start Records for the exercise
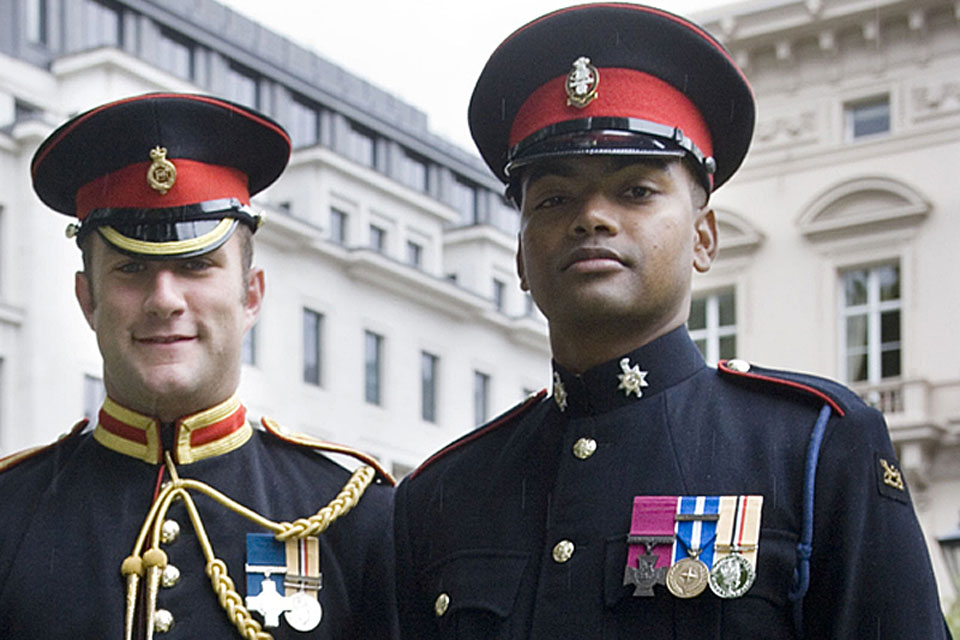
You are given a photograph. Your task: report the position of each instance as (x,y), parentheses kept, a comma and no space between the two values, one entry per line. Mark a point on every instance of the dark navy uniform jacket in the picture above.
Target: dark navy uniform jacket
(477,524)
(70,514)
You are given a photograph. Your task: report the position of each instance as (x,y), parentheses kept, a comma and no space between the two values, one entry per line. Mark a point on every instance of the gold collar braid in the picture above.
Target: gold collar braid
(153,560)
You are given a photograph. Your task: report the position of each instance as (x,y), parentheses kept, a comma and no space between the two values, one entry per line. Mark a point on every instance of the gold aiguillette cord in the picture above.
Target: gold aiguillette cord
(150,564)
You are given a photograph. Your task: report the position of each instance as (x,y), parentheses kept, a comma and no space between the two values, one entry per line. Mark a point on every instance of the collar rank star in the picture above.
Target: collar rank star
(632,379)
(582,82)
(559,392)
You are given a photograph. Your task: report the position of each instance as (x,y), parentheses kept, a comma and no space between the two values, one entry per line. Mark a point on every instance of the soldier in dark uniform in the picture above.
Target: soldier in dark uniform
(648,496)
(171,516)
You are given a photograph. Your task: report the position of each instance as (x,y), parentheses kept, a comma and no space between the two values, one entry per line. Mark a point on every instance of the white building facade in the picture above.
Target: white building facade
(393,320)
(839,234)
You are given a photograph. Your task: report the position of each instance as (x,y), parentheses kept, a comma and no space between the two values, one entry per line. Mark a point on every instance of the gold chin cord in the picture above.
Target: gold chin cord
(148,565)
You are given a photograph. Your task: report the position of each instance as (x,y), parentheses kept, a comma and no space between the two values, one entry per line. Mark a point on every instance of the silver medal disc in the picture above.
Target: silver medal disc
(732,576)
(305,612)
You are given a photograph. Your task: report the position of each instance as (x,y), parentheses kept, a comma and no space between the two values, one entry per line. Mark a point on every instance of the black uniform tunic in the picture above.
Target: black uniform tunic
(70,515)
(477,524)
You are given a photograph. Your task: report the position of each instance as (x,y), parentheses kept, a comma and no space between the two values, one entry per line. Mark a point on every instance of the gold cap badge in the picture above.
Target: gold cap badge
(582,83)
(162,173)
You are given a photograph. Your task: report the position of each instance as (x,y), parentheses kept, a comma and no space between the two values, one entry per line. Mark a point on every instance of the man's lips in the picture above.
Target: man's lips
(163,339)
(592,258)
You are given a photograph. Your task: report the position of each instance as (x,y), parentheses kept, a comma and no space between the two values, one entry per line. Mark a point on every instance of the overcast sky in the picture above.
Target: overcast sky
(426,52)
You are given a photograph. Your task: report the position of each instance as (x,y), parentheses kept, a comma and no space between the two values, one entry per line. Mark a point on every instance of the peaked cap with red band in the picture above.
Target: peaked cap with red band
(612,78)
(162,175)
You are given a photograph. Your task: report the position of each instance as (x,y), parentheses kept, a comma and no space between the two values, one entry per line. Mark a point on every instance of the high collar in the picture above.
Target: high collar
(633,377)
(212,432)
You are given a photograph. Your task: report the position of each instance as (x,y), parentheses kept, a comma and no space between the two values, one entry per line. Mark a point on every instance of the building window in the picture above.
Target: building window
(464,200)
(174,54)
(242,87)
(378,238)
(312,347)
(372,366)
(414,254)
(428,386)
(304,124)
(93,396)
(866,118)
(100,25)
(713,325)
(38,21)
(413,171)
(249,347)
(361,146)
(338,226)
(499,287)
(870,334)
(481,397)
end Records for the exercise
start Records for the exercise
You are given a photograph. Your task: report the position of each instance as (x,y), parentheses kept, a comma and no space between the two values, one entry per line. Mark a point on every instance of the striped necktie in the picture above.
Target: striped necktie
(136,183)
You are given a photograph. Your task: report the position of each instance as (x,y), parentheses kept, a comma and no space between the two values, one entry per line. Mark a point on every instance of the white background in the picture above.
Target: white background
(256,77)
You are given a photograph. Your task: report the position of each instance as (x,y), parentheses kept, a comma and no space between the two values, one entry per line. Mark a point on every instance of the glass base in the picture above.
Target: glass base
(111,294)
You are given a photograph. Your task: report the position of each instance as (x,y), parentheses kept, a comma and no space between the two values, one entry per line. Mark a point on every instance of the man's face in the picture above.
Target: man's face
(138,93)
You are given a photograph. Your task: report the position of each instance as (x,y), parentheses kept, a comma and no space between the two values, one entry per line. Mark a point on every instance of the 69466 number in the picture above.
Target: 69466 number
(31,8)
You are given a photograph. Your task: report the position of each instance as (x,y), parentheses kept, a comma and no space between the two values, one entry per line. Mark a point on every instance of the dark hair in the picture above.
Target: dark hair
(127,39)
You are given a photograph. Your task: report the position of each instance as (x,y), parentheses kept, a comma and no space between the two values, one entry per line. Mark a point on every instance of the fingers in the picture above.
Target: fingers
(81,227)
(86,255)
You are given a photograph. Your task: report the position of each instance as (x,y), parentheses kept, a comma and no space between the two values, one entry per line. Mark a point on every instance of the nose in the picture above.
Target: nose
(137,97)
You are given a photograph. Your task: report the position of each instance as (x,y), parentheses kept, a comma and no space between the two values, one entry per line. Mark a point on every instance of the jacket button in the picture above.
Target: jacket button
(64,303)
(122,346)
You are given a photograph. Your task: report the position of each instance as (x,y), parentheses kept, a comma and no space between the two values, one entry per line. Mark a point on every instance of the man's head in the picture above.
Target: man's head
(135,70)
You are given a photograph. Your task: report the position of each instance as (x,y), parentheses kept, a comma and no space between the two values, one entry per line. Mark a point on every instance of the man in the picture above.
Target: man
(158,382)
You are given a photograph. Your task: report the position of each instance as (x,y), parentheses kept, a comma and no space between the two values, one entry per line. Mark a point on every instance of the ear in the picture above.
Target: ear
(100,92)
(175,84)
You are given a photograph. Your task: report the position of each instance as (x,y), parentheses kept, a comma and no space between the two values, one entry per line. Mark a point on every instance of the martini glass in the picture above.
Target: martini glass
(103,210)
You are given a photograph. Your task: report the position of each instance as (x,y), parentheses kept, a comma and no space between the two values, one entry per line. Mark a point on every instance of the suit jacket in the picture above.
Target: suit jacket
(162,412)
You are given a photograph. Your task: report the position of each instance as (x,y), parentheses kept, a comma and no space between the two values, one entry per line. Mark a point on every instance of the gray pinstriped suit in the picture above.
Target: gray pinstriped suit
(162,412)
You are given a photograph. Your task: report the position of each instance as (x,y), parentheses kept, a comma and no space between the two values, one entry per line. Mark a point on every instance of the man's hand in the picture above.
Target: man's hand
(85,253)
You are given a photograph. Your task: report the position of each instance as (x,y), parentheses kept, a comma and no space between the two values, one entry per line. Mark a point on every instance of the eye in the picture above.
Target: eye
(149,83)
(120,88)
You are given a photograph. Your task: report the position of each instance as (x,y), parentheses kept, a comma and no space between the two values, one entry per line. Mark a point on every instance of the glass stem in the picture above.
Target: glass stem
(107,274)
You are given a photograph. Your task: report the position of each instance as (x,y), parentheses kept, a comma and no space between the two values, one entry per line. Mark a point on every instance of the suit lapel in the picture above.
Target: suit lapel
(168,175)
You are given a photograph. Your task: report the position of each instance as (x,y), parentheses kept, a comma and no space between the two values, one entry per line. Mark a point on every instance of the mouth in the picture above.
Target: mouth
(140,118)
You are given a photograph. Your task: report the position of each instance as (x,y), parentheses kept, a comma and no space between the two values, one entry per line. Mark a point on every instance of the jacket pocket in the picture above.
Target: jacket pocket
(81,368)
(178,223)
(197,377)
end Records for the exercise
start Records for the exercise
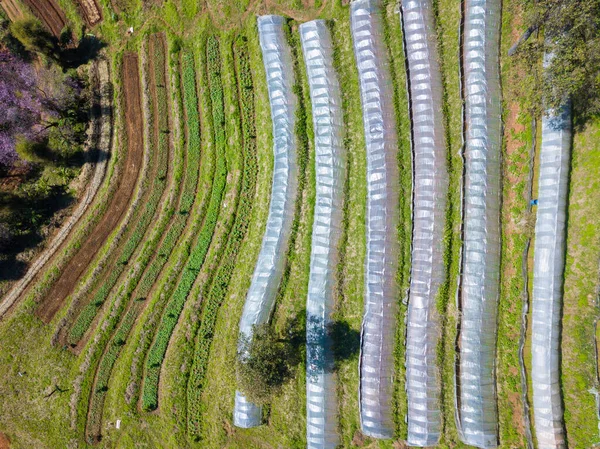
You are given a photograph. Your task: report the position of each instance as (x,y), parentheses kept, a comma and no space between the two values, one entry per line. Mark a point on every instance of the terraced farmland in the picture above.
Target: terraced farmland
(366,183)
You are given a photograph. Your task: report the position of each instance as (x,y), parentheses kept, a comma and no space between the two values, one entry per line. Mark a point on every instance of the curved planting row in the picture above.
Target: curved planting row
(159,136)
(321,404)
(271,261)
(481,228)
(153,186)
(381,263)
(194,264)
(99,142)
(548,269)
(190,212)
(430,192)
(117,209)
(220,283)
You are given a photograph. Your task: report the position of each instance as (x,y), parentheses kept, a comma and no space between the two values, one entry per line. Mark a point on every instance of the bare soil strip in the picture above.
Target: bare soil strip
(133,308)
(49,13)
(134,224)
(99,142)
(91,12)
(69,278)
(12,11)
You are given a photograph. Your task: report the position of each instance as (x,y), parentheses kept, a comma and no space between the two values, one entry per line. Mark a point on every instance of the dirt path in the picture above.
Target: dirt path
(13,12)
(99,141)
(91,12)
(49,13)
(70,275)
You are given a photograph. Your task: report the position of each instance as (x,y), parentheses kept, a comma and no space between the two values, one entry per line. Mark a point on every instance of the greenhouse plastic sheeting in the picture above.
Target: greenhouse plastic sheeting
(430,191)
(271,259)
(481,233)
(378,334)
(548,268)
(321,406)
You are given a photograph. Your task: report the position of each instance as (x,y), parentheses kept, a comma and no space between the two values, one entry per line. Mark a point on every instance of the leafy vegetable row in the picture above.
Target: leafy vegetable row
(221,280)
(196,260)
end Records for the exercise
> [Directions for this task] Count the lines in the records above that contain the string "band", and give only the number.

> [Answer to this problem] 2